══ DATA SHOWN ══

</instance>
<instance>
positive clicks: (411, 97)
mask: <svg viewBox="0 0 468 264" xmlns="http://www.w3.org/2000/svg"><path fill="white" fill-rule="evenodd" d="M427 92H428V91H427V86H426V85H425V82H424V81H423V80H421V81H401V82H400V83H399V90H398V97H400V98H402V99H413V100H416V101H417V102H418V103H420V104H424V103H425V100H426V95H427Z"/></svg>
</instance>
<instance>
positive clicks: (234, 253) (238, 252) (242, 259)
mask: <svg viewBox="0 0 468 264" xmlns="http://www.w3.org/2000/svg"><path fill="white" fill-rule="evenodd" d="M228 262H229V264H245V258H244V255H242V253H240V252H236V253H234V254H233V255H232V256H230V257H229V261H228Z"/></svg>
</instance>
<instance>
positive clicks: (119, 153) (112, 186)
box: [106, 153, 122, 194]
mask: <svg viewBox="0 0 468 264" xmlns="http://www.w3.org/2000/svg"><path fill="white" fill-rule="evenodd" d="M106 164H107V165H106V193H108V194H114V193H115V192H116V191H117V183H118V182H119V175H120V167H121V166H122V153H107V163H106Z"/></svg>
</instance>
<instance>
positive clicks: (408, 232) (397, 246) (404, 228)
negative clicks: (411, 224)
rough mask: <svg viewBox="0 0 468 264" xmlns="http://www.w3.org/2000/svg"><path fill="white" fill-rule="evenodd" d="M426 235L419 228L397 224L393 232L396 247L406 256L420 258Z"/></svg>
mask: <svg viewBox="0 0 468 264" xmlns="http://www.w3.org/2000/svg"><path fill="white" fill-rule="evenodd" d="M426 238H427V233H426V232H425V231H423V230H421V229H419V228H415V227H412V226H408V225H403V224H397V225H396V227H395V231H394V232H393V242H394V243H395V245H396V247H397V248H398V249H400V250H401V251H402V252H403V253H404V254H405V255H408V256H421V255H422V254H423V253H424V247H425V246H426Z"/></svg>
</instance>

═══
══ DATA SHOWN ══

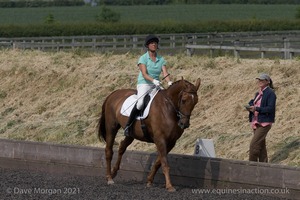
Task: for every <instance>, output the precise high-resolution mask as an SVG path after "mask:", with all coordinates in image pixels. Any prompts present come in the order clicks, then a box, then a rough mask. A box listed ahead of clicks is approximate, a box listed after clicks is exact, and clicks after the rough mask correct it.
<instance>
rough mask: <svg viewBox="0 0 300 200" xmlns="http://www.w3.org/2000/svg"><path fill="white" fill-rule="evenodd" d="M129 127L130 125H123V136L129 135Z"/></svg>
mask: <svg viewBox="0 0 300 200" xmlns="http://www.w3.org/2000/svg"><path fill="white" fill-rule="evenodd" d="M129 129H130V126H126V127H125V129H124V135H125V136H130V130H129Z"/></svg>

═══

* INSTRUCTIONS FOR THE TASK *
Look above for the line holding "box: [106, 153, 122, 194]", then set down exactly that line and every line after it up to and including the line holding "negative clicks: (411, 224)", with nothing else.

* EXERCISE OUTPUT *
box: [106, 153, 122, 194]
mask: <svg viewBox="0 0 468 264" xmlns="http://www.w3.org/2000/svg"><path fill="white" fill-rule="evenodd" d="M106 164H107V165H106V193H108V194H114V193H115V192H116V191H117V183H118V182H119V175H120V167H121V166H122V153H107V163H106Z"/></svg>
</instance>
<instance>
positive clicks: (408, 232) (397, 246) (404, 228)
negative clicks: (411, 224)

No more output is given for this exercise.